WORK REQUIRED
For this task, copy the data that follows exactly, keeping every character.
:::
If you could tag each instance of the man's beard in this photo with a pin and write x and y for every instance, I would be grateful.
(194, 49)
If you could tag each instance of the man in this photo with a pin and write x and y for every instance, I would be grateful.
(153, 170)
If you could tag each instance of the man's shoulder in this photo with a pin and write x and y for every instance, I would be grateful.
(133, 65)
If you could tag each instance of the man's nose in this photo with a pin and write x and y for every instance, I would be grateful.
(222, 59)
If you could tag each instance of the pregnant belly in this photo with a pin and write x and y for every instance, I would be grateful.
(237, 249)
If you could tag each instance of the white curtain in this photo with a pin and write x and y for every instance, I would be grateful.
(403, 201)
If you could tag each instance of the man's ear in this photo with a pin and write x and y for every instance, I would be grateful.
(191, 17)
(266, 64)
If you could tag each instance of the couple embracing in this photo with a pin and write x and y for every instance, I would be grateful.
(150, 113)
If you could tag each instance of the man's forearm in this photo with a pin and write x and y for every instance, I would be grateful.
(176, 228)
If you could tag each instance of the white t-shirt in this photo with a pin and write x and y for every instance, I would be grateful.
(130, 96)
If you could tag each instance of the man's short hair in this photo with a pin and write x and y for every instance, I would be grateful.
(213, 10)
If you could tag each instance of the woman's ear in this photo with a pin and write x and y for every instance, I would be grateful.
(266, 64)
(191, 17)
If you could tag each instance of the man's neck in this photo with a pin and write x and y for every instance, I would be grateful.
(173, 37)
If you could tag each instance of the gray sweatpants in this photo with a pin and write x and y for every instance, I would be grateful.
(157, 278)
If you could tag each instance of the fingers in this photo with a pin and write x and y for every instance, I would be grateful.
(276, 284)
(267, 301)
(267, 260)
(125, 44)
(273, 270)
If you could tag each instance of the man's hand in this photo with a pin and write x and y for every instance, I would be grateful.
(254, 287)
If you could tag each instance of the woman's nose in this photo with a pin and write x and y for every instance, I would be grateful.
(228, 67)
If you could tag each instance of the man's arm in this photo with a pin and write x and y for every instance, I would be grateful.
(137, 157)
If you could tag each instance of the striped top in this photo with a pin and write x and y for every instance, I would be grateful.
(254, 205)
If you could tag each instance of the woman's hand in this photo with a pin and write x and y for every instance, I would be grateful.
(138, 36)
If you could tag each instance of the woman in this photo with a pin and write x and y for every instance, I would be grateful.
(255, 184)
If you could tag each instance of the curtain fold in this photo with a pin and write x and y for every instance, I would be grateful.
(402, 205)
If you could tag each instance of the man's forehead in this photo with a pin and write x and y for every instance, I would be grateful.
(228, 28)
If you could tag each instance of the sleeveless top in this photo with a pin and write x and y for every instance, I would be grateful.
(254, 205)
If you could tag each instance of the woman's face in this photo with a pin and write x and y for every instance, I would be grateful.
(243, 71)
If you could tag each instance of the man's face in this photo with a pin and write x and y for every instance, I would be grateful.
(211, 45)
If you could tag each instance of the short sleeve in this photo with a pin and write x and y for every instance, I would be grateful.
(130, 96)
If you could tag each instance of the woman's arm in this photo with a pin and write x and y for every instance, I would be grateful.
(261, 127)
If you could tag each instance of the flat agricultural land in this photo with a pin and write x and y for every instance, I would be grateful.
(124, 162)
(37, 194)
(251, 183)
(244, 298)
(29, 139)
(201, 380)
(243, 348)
:::
RESPONSE
If you could tag each instance of the man's beard in this photo with a pin and write x and y for every instance, I would be grateful.
(194, 49)
If you could tag each instance of the man in this photo with a pin and write x and y for every instance, I would be grateful.
(153, 170)
If you could tag each instance of the man's shoulder in this photo with a pin and write x and y for every instance, I would be grateful.
(133, 65)
If you could tag each instance of the man's nose in this photo with a pin and write x and y for every instance, I would be grateful.
(222, 59)
If you could tag each instance of the pregnant belly in this photo with a pin and write x and y for every instance, I would be grateful.
(237, 249)
If you could tag each instance of the white curtain in this photo with a pin and write x and y for every instance, I would be grateful.
(403, 201)
If you could tag each instance of the man's ear in this photo with a pin and write x and y for every instance, I would be grateful.
(191, 17)
(266, 64)
If you could tag each instance of the couple embracing in this photo with a pin and write x and y for every instance, I would be grateful.
(150, 113)
If you could tag each instance of the man's forearm in this photo with a pin and write x and y for every instance, I would be grateful.
(176, 228)
If you could tag each instance of the white t-shirt in this photo with a pin and write x and y for every instance, I would be grateful.
(130, 96)
If you could tag each instance of the man's short hair in this photo with a pin and write x and y for every instance, I would be grateful.
(213, 10)
If you could tag each instance of the woman's ear in this photo with a pin and write x and y for every instance, I would be grateful.
(266, 64)
(191, 17)
If you could tag each instance of the man's neck in this photo with a pin and write x and y for every instance, I would be grateful.
(173, 37)
If you could tag each instance of the gray sweatpants in this photo with a pin and write x and y for every instance, I would be grateful.
(157, 278)
If you could tag each instance of the fingers in this photo with a pin and write x and y for every instance, I would be grateful.
(276, 284)
(267, 301)
(267, 260)
(125, 44)
(273, 270)
If you could tag each instance of the man's hand in this photo with a pin and write x and y for every instance, I would be grateful.
(254, 287)
If you could tag each instance of the woman's nose in this photo with a pin and write x and y for every instance, I would be grateful.
(228, 67)
If you could tag each instance of the man's arm in this photo with a pin and write x and y for every instance, I would be grateful.
(137, 157)
If you could tag each instance of the striped top in this photo with a pin and write x and y for every instance, I would be grateful.
(254, 205)
If you could tag each instance of the woman's hand in this photo with a pin and write x and y for every instance, I would be grateful.
(138, 36)
If you could tag each instance of the woman in this photo with a pin and write x and y for every instance, I would be grateful.
(255, 184)
If you could tag each instance of the curtain fold in this photo with a pin and write x and y for every instance, I would be grateful.
(402, 205)
If you could tag each instance of the man's forehead in this photo with a pin and write x and y for every instance, I would be grateful.
(228, 28)
If you could tag each instance of the sleeveless top in this photo with a pin and write x and y for every instance, I would be grateful.
(254, 205)
If you could tag each instance of the woman's face in this photo with a pin and write x and y for every instance, I would be grateful.
(243, 71)
If you could tag each instance of the man's face in this photo with a pin and write x and y for every instance, I would be grateful.
(211, 45)
If you could tag each instance of the short sleeve in this photo with a pin and write x and y for every instance, I would be grateful.
(130, 96)
If you could tag each instance of the woman's arm in this photo with a pin and write x and y for every instance, I would be grateful.
(261, 127)
If you could tag each instance of the flat agricultural land in this photo with a pin and write x and y for every instance, I would be grateful.
(124, 162)
(37, 194)
(251, 183)
(244, 298)
(29, 139)
(201, 380)
(243, 348)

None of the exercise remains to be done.